Information provided:
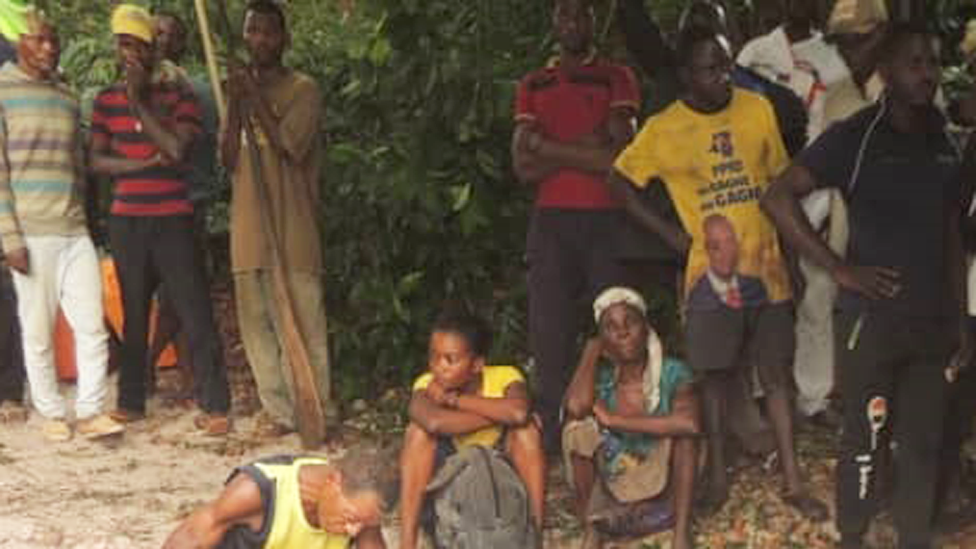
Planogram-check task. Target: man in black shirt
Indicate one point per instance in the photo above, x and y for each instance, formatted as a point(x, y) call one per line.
point(898, 317)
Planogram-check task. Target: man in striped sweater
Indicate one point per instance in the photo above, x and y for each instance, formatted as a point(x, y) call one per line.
point(44, 235)
point(142, 129)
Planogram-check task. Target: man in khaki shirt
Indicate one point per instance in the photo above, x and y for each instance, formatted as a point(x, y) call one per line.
point(284, 107)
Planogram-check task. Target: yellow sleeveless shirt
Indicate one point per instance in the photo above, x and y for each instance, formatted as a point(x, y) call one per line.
point(289, 527)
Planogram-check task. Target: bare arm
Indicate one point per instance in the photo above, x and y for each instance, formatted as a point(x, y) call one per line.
point(370, 538)
point(782, 204)
point(239, 503)
point(674, 235)
point(230, 133)
point(529, 167)
point(589, 155)
point(440, 420)
point(173, 143)
point(580, 394)
point(684, 419)
point(512, 409)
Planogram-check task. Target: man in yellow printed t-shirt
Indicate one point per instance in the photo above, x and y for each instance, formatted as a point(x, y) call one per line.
point(716, 149)
point(460, 402)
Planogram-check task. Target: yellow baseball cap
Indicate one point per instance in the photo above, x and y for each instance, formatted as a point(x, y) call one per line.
point(857, 16)
point(134, 21)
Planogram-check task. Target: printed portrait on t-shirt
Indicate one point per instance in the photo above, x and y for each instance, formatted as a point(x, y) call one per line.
point(723, 284)
point(716, 167)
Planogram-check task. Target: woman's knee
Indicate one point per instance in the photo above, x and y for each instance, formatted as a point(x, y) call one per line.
point(526, 438)
point(417, 442)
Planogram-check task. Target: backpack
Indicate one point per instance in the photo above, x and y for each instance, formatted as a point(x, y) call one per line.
point(479, 502)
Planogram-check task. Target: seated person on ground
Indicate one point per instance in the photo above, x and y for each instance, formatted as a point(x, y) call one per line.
point(461, 402)
point(632, 419)
point(288, 501)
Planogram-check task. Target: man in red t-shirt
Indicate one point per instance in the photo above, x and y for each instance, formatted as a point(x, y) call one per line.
point(142, 129)
point(572, 117)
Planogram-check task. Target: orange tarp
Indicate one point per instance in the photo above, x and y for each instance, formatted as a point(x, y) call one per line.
point(64, 341)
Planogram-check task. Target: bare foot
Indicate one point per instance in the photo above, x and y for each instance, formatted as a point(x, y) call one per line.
point(12, 412)
point(682, 541)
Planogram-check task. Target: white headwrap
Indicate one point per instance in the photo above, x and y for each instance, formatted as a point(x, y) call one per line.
point(655, 352)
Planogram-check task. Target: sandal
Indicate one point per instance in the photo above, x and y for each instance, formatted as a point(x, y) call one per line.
point(811, 508)
point(212, 425)
point(121, 415)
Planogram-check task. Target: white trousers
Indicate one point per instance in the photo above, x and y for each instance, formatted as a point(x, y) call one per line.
point(814, 360)
point(64, 271)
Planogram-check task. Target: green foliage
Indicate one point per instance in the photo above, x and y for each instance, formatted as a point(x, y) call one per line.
point(420, 205)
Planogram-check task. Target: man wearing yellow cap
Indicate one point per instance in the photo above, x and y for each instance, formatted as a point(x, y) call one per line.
point(142, 129)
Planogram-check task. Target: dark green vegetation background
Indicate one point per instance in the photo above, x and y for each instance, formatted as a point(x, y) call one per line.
point(420, 205)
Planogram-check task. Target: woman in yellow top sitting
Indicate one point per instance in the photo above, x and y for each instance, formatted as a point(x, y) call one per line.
point(459, 402)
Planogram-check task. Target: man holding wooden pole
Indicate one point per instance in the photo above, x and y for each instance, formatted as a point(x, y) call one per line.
point(276, 253)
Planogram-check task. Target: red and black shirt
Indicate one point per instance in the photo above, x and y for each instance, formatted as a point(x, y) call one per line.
point(157, 191)
point(567, 105)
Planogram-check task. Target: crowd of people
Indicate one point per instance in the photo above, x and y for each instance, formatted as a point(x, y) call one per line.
point(822, 206)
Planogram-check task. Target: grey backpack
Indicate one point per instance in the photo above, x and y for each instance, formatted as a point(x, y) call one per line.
point(479, 502)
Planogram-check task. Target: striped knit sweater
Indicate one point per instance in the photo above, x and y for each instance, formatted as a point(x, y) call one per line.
point(41, 170)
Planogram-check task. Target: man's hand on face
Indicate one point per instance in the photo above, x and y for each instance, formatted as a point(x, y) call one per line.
point(19, 261)
point(136, 79)
point(240, 81)
point(440, 395)
point(871, 282)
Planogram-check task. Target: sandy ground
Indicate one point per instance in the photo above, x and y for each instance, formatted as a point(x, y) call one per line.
point(129, 493)
point(125, 493)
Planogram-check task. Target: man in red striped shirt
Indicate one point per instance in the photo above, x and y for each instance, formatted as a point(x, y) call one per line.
point(142, 128)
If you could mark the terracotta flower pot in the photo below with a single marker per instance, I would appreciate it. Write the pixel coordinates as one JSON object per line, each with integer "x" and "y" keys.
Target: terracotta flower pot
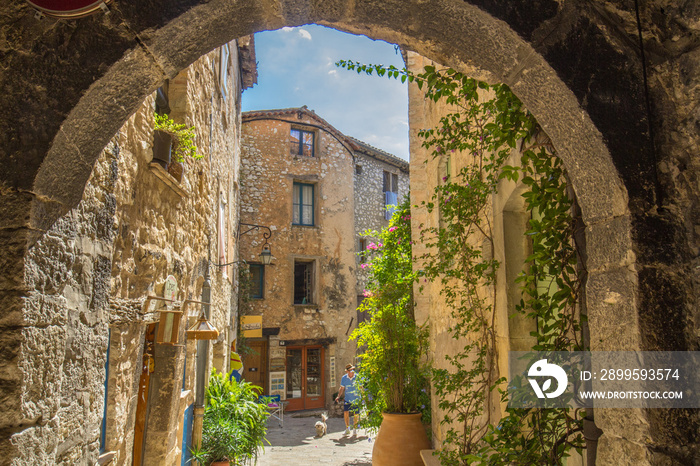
{"x": 399, "y": 442}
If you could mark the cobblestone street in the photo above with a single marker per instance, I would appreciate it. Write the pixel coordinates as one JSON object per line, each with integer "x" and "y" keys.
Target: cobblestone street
{"x": 296, "y": 443}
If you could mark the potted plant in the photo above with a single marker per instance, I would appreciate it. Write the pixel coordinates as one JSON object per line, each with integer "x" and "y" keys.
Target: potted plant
{"x": 393, "y": 377}
{"x": 234, "y": 424}
{"x": 172, "y": 143}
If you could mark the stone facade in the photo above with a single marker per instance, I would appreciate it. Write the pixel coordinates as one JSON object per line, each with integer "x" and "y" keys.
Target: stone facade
{"x": 342, "y": 208}
{"x": 614, "y": 84}
{"x": 371, "y": 169}
{"x": 90, "y": 274}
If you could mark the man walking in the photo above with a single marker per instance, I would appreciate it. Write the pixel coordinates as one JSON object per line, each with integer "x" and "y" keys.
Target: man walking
{"x": 347, "y": 388}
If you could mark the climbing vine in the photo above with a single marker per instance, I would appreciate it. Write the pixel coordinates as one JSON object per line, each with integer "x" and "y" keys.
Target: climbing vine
{"x": 484, "y": 125}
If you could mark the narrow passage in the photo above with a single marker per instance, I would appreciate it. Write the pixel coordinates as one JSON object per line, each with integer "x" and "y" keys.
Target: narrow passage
{"x": 296, "y": 443}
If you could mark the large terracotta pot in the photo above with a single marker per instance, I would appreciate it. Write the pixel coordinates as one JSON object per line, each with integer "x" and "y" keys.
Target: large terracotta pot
{"x": 399, "y": 442}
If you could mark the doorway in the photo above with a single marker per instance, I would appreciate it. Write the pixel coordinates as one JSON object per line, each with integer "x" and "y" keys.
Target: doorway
{"x": 305, "y": 378}
{"x": 255, "y": 364}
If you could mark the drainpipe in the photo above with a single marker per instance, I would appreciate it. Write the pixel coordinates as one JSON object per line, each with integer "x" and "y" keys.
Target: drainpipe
{"x": 201, "y": 375}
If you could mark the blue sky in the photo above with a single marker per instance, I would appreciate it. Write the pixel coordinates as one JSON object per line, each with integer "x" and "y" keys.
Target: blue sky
{"x": 296, "y": 66}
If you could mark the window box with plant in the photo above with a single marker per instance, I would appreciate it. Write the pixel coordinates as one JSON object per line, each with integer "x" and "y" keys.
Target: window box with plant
{"x": 172, "y": 144}
{"x": 234, "y": 424}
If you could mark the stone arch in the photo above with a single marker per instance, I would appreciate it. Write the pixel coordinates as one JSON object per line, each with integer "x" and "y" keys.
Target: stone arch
{"x": 520, "y": 45}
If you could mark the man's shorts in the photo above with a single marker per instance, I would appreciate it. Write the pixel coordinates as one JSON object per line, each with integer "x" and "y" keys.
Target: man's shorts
{"x": 351, "y": 407}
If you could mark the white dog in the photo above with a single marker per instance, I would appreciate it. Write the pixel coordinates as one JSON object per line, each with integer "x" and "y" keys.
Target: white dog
{"x": 321, "y": 426}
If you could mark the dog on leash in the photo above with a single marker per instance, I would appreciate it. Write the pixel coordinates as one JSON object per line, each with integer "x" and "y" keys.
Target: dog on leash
{"x": 321, "y": 426}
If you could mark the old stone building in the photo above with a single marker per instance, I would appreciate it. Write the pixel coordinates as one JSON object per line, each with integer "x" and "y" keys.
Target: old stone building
{"x": 614, "y": 84}
{"x": 98, "y": 377}
{"x": 317, "y": 190}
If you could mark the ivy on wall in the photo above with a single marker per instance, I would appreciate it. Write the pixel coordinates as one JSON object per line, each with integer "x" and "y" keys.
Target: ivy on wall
{"x": 484, "y": 125}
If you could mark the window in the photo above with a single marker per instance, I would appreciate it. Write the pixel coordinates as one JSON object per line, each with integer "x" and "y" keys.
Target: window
{"x": 301, "y": 143}
{"x": 391, "y": 193}
{"x": 303, "y": 282}
{"x": 257, "y": 281}
{"x": 303, "y": 195}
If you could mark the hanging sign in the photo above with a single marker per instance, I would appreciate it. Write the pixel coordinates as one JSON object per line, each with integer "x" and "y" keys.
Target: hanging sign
{"x": 251, "y": 326}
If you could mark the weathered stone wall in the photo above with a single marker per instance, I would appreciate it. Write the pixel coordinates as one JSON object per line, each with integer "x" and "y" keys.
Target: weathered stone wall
{"x": 369, "y": 196}
{"x": 267, "y": 175}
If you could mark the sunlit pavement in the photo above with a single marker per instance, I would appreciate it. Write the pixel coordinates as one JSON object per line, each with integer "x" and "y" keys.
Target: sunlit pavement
{"x": 296, "y": 443}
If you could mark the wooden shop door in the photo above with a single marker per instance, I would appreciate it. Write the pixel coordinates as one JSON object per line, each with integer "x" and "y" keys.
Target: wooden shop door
{"x": 255, "y": 364}
{"x": 147, "y": 368}
{"x": 305, "y": 388}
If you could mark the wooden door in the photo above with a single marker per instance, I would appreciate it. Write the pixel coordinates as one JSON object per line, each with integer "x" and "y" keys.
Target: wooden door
{"x": 255, "y": 364}
{"x": 305, "y": 388}
{"x": 147, "y": 368}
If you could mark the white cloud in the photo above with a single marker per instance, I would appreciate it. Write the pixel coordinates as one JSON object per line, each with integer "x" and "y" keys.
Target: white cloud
{"x": 304, "y": 34}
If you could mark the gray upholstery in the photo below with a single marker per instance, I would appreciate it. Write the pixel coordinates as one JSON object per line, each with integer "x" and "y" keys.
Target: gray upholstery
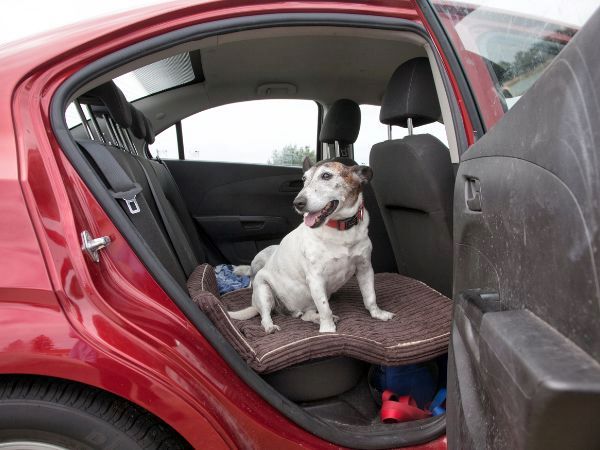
{"x": 410, "y": 93}
{"x": 413, "y": 185}
{"x": 414, "y": 180}
{"x": 138, "y": 123}
{"x": 341, "y": 123}
{"x": 109, "y": 95}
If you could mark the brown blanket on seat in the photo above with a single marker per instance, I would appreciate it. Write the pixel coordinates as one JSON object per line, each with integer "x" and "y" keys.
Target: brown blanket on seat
{"x": 419, "y": 331}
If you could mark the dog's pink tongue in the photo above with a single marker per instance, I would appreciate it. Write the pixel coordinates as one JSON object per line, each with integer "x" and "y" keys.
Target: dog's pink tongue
{"x": 311, "y": 218}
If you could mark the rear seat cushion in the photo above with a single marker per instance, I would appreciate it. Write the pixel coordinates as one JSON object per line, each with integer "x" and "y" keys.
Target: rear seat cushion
{"x": 419, "y": 331}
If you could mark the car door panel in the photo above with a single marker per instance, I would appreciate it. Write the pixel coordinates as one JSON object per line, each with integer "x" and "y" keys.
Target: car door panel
{"x": 523, "y": 370}
{"x": 241, "y": 208}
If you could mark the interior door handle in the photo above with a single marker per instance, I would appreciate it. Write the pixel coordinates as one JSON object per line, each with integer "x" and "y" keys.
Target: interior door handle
{"x": 473, "y": 194}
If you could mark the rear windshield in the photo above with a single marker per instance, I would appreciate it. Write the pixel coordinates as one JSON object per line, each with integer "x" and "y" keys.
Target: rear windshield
{"x": 505, "y": 46}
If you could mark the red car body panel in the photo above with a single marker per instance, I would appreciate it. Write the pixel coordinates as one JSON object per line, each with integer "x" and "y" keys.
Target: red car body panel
{"x": 110, "y": 325}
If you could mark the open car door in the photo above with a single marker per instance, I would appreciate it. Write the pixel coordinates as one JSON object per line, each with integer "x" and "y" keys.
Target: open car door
{"x": 524, "y": 366}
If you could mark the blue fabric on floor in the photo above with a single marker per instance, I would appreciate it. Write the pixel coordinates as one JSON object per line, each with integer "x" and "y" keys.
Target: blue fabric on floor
{"x": 227, "y": 281}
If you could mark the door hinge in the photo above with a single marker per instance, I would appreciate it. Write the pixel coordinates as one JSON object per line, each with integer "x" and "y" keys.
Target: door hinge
{"x": 92, "y": 246}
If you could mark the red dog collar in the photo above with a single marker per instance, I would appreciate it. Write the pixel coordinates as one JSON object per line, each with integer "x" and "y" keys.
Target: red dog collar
{"x": 346, "y": 224}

Try it: Of the entries above, transcribe exactly those lines that fall between the line containing "Planogram-check task. Target: man in red t-shirt" and the line containing "Planogram-check task. Target: man holding", together with those two lines.

Result of this exercise:
Planogram-check task. Target: man in red t-shirt
Indicate one point per instance in the photo above, x and y for each instance, formatted as a point(x, y) call one per line.
point(142, 129)
point(572, 117)
Planogram-check task. Target: orange tarp
Indicate one point per instance in the photo above, x and y for each instance, formatted as a point(x, y) call one per line.
point(64, 341)
Planogram-check task. Target: bare foot
Indicate one point per instance in the photo above, x and y for each instance, formatted as a point(x, y) call one per line.
point(12, 412)
point(682, 541)
Planogram-check task. Target: white headwrap
Indicate one point per instance in the photo above, x and y for each instance, formatted as a point(x, y) call one per line.
point(655, 352)
Planogram-check task. Target: sandal
Indicate one point per instance in the photo above, x and y for each instance, formatted as a point(x, y) call one per line.
point(811, 508)
point(212, 425)
point(121, 415)
Planogram-check task. Target: white trousers
Indicate one point per instance in the photo above, x and y for each instance, formatted as a point(x, y) call one per line.
point(814, 360)
point(64, 271)
Planogram-check task. Target: green foliage
Indicate one point per instance in the photo above, x and y for each instance, formatted as a point(x, y) call one per line.
point(420, 205)
Planogram-check task. Target: man wearing yellow cap
Indicate one point per instance in the photo above, x and y for each instance, formatted as a point(x, y) call one per line.
point(142, 129)
Planogram-check task. Target: dark green vegetation background
Indicate one point per instance in the photo above, x and y for each instance, formatted as a point(x, y) call one per line.
point(420, 205)
Planogram-check task. Target: woman in yellow top sitting
Indicate one point per instance in the photo above, x and y for each instance, formatted as a point(x, y) call one per line.
point(459, 402)
Planogram-check task. Target: man holding wooden pole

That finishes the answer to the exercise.